> EXCERPT TO READ
>>>
Exercise is good for our health, but it seems that certain kinds of exercise are more beneficial than others. Recent research has suggested that short bursts of exercise can trigger changes in metabolites that are linked to cardiometabolic, cardiovascular, and general long-term health.
Cardiopulmonary exercise is an assessment technique used to gauge heart and lung fitness. Reporting in Circulation, this study indicated that about twelve minutes of intense cardiopulmonary exercise affected over 80 percent of metabolites in circulation. These metabolites are associated with biological pathways that are related to many favorable health outcomes. Thus, this work could help us gain a better understanding of how beneficial brief bursts of cardiopulmonary excercise can be.
"Much is known about the effects of exercise on cardiac, vascular, and inflammatory systems of the body, but our study provides a comprehensive look at the metabolic impact of exercise by linking specific metabolic pathways to exercise response variables and long-term health outcomes," said the senior study author Gregory Lewis, M.D., section head of Heart Failure at Massachusetts General Hospital (MGH).
"What was striking to us was the effects a brief bout of exercise can have on the circulating levels of metabolites that govern such key bodily functions as insulin resistance, oxidative stress, vascular reactivity, inflammation and longevity."
This study used data from the Framingham Heart Study. After 411 middle-aged men and women did twelve minutes of vigorous exercise, 588 circulating metabolite levels were measured. Some metabolites with resting levels connected to cardiometabolic disease were shifted in a good way; glutamate, for example, is linked to heart disease and diabetes, and its level dropped after exercise. The work also indicated that the metabolic response to exercise is influenced by other factors like body mass index and sexual identity. Obesity could interfere with the beneficial impact of exercise.
<<<
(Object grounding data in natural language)
>>>
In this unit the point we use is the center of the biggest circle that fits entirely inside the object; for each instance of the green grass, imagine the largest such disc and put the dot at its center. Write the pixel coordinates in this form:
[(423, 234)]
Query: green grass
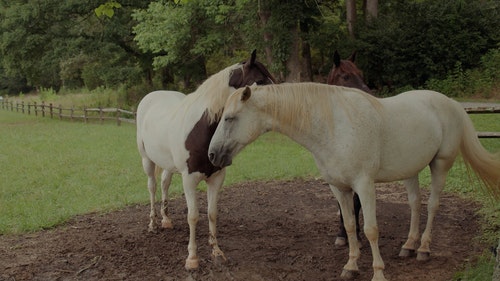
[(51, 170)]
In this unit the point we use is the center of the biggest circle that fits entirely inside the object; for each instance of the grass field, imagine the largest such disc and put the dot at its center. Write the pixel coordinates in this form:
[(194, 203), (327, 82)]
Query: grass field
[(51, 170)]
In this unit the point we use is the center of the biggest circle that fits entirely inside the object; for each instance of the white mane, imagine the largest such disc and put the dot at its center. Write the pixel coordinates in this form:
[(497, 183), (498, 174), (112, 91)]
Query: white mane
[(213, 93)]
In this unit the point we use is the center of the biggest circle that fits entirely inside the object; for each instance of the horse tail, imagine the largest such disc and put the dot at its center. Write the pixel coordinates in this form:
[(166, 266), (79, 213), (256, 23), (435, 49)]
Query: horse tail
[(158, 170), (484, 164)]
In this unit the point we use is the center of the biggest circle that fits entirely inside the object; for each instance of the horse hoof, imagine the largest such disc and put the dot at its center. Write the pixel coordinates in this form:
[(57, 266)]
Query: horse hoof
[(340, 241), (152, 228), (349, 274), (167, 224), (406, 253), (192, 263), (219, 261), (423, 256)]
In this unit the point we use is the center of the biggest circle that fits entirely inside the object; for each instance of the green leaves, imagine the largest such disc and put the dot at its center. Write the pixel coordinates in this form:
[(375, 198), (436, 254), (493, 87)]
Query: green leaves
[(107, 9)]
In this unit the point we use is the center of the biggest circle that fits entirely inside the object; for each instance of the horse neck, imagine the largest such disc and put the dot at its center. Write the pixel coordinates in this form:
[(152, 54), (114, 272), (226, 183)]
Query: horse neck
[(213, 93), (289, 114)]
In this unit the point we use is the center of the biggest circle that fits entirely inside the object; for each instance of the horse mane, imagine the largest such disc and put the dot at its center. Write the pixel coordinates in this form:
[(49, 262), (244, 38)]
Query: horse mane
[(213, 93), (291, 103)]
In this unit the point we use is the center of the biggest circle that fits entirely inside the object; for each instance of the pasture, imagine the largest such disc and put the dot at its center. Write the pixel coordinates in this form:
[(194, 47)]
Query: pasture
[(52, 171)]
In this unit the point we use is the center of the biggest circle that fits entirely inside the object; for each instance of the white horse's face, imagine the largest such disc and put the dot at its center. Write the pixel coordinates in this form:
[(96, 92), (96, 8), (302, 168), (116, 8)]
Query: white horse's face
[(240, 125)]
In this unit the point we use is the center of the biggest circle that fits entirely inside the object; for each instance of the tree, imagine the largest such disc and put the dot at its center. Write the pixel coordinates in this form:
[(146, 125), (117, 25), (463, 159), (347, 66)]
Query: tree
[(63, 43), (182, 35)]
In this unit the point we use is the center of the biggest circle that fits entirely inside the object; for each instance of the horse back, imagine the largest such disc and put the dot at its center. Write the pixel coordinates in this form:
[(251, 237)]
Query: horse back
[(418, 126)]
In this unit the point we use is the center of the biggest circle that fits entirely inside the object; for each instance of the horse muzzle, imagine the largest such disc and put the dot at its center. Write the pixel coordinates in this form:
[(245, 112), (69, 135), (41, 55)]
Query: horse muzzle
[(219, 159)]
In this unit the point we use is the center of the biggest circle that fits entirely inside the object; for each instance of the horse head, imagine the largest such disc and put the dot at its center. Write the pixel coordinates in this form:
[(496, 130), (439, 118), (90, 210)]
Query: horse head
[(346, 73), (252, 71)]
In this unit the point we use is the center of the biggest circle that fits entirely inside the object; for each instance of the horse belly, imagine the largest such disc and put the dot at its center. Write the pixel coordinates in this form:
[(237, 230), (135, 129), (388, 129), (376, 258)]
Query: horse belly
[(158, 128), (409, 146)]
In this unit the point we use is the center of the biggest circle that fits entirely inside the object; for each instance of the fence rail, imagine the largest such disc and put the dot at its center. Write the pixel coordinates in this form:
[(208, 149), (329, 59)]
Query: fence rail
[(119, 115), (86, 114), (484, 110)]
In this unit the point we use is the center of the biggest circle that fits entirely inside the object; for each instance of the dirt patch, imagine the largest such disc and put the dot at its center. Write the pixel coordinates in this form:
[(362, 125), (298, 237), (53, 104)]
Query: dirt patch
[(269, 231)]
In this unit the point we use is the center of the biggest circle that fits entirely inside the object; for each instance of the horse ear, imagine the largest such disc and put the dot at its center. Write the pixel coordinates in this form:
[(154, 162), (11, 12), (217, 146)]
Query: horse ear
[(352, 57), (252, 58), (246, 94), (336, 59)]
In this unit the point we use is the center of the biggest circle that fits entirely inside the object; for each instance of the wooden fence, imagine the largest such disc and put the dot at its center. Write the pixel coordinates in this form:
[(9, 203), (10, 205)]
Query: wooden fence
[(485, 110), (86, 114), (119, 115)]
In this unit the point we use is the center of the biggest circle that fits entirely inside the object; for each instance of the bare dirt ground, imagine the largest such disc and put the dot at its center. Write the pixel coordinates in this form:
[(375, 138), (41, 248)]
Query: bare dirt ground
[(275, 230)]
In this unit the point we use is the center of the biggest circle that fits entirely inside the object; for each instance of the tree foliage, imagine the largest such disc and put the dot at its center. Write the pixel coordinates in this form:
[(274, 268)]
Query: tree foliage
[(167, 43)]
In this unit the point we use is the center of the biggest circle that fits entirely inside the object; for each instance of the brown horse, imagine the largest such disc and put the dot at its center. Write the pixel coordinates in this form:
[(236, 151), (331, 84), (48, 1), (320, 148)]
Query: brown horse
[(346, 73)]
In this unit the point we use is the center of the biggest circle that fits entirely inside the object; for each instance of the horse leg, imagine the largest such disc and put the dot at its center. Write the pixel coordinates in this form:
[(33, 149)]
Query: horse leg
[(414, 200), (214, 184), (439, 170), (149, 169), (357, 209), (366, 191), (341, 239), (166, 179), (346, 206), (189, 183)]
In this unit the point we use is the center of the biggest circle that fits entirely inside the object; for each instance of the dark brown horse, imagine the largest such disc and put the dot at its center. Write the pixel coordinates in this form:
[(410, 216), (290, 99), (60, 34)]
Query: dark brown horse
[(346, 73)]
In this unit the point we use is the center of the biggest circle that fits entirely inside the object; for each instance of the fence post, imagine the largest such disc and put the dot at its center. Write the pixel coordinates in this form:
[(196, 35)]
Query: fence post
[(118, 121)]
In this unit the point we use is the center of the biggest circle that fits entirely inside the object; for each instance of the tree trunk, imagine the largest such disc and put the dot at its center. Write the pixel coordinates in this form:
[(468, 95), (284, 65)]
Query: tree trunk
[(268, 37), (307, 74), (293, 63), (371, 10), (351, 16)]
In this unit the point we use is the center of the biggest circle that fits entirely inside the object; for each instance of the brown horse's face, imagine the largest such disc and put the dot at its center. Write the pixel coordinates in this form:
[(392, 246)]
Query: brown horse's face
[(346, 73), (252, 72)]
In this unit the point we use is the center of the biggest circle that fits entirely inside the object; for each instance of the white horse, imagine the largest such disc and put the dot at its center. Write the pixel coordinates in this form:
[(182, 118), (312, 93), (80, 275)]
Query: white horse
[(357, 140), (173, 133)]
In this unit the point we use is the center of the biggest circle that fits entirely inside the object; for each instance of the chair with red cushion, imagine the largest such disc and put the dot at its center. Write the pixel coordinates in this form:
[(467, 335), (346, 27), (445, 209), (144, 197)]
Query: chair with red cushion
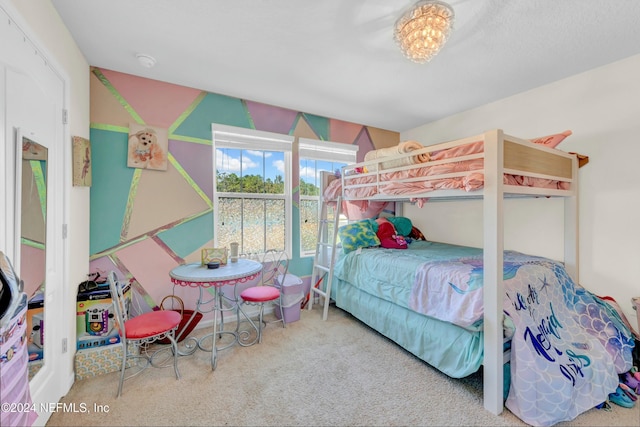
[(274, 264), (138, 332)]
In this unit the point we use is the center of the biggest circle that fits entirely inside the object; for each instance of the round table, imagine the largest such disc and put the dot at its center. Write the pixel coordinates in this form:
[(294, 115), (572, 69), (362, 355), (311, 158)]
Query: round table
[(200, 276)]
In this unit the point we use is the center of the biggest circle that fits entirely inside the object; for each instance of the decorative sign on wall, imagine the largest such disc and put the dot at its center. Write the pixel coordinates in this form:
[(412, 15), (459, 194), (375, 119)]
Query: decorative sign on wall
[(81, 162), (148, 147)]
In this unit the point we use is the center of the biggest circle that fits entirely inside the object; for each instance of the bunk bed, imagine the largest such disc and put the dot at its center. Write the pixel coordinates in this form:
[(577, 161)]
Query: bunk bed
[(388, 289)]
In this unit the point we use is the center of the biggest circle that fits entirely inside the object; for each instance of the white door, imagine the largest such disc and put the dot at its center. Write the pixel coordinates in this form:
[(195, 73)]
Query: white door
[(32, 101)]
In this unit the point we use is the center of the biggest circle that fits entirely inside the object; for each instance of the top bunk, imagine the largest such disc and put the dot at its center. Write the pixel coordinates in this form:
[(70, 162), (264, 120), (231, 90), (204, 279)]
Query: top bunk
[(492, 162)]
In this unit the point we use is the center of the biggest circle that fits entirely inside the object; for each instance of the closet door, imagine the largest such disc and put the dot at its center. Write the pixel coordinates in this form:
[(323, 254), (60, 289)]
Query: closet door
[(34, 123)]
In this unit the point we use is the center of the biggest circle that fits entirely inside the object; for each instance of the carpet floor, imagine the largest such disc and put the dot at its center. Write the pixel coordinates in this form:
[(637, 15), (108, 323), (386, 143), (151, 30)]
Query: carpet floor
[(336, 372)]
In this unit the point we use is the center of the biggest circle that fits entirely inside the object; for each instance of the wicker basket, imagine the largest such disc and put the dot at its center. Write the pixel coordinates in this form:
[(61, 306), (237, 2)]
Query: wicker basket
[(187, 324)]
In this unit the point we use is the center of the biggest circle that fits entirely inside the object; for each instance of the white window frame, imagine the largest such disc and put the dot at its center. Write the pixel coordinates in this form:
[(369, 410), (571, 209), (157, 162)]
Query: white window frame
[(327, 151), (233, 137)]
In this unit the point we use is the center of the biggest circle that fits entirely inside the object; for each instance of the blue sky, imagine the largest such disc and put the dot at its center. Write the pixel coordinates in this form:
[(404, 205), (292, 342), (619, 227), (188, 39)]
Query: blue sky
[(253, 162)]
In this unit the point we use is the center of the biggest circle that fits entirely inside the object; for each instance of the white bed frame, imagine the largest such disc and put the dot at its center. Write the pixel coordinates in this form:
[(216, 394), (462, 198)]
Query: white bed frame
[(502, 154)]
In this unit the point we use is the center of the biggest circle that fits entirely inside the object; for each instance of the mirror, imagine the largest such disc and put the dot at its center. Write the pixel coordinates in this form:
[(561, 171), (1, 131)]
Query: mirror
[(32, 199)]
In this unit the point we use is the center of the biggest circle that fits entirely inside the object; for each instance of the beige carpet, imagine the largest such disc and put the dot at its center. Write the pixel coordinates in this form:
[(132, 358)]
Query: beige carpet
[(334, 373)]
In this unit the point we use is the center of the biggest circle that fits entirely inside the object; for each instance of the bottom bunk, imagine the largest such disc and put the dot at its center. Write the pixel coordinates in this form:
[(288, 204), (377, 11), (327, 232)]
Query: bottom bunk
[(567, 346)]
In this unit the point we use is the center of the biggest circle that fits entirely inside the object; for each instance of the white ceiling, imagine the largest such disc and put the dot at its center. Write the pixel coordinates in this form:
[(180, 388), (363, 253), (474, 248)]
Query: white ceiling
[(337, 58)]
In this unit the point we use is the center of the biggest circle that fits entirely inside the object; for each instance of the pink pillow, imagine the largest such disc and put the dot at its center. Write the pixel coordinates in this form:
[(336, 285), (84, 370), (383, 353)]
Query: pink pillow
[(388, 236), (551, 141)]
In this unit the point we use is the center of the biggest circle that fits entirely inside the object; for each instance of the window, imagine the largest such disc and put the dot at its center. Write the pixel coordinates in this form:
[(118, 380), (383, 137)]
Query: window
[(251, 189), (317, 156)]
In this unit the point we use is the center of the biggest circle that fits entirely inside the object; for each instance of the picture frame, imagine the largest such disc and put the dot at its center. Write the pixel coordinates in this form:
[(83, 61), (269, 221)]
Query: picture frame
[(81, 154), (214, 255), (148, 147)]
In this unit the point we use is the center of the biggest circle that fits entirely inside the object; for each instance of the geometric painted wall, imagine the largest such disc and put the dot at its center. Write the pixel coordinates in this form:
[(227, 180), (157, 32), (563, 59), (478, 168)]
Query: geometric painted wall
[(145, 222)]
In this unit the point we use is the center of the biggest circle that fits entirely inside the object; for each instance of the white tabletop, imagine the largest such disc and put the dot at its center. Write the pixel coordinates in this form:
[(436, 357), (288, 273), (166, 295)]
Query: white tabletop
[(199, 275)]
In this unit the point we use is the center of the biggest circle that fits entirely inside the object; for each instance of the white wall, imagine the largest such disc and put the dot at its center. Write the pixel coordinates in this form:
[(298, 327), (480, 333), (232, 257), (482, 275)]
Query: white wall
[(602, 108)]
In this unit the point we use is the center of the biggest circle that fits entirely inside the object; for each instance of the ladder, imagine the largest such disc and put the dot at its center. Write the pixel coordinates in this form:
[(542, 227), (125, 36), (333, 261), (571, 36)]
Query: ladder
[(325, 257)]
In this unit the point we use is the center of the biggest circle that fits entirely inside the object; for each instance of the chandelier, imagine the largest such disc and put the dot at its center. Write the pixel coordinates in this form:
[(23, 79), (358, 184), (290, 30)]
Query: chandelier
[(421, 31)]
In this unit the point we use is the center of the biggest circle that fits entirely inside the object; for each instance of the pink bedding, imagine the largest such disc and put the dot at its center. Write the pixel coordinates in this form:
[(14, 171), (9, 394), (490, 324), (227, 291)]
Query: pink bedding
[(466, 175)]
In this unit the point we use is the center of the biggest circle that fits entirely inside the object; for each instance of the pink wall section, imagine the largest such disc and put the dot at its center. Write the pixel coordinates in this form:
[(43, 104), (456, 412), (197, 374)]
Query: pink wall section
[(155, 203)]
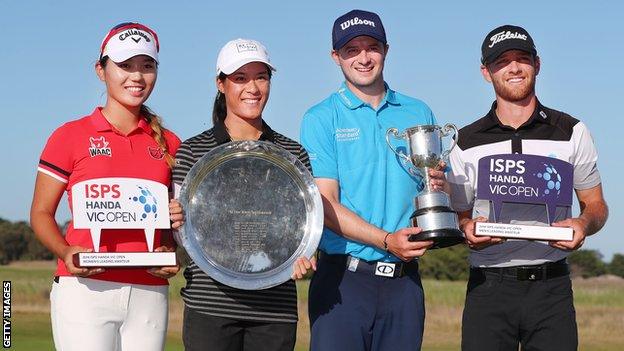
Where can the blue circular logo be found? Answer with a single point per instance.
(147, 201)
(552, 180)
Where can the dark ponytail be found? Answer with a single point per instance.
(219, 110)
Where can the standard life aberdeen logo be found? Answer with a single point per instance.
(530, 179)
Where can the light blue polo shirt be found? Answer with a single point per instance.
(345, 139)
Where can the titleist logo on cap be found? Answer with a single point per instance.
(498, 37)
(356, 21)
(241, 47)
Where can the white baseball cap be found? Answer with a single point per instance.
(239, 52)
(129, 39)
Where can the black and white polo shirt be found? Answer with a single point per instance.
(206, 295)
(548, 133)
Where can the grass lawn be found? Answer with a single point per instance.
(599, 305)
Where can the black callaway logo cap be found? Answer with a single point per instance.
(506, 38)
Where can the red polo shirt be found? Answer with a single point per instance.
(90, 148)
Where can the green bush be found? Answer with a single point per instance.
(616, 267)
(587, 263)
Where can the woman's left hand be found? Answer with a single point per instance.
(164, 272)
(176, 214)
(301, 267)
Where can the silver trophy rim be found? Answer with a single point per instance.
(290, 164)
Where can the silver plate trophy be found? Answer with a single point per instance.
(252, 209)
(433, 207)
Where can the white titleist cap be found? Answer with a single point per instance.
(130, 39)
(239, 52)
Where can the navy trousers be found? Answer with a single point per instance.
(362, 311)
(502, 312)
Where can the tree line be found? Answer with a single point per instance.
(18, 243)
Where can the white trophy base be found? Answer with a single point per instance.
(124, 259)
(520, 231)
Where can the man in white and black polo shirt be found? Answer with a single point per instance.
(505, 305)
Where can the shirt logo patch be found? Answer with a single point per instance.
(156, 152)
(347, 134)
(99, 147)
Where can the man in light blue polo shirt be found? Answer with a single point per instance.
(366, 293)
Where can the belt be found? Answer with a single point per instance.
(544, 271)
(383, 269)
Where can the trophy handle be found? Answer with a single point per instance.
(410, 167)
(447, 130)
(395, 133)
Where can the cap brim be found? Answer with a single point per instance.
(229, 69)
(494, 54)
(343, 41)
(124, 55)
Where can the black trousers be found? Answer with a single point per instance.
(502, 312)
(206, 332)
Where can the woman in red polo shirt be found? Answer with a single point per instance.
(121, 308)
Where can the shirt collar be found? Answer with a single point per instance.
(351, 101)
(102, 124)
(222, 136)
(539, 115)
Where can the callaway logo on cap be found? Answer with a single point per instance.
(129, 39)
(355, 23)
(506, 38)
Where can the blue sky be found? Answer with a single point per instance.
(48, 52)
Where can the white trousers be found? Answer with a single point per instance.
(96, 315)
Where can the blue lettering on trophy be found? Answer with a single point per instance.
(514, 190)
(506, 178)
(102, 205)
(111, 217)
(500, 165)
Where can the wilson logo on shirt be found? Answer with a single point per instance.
<<<
> PROMPT 1
Retype the passage on exercise and metabolism between "This study used" and "impact of exercise.", inclusive.
> PROMPT 2
Extend the passage on exercise and metabolism, beginning after its final sentence.
These items bear no relation to the passage on exercise and metabolism.

> RESPONSE BOX 1
This study used data from the Framingham Heart Study. After 411 middle-aged men and women did twelve minutes of vigorous exercise, 588 circulating metabolite levels were measured. Some metabolites with resting levels connected to cardiometabolic disease were shifted in a good way; glutamate, for example, is linked to heart disease and diabetes, and its level dropped after exercise. The work also indicated that the metabolic response to exercise is influenced by other factors like body mass index and sexual identity. Obesity could interfere with the beneficial impact of exercise.

> RESPONSE BOX 2
"Intriguingly, our study found that different metabolites tracked with different physiologic responses to exercise and might, therefore, provide unique signatures in the bloodstream that reveal if a person is physically fit, much the way current blood tests determine how well the kidney and liver are functioning," noted the co-first study author Matthew Nayor, M.D., M.P.H., with the Heart Failure and Transplantation Section in the Division of Cardiology at MGH.
"We're starting to better understand the molecular underpinnings of how exercise affects the body and use that knowledge to understand the metabolic architecture around exercise response patterns," said the co-first study author Ravi Shah, M.D., of the Heart Failure and Transplantation Section in the Division of Cardiology at MGH. "This approach has the potential to target people who have high blood pressure or many other metabolic risk factors in response to exercise and set them on a healthier trajectory early in their lives."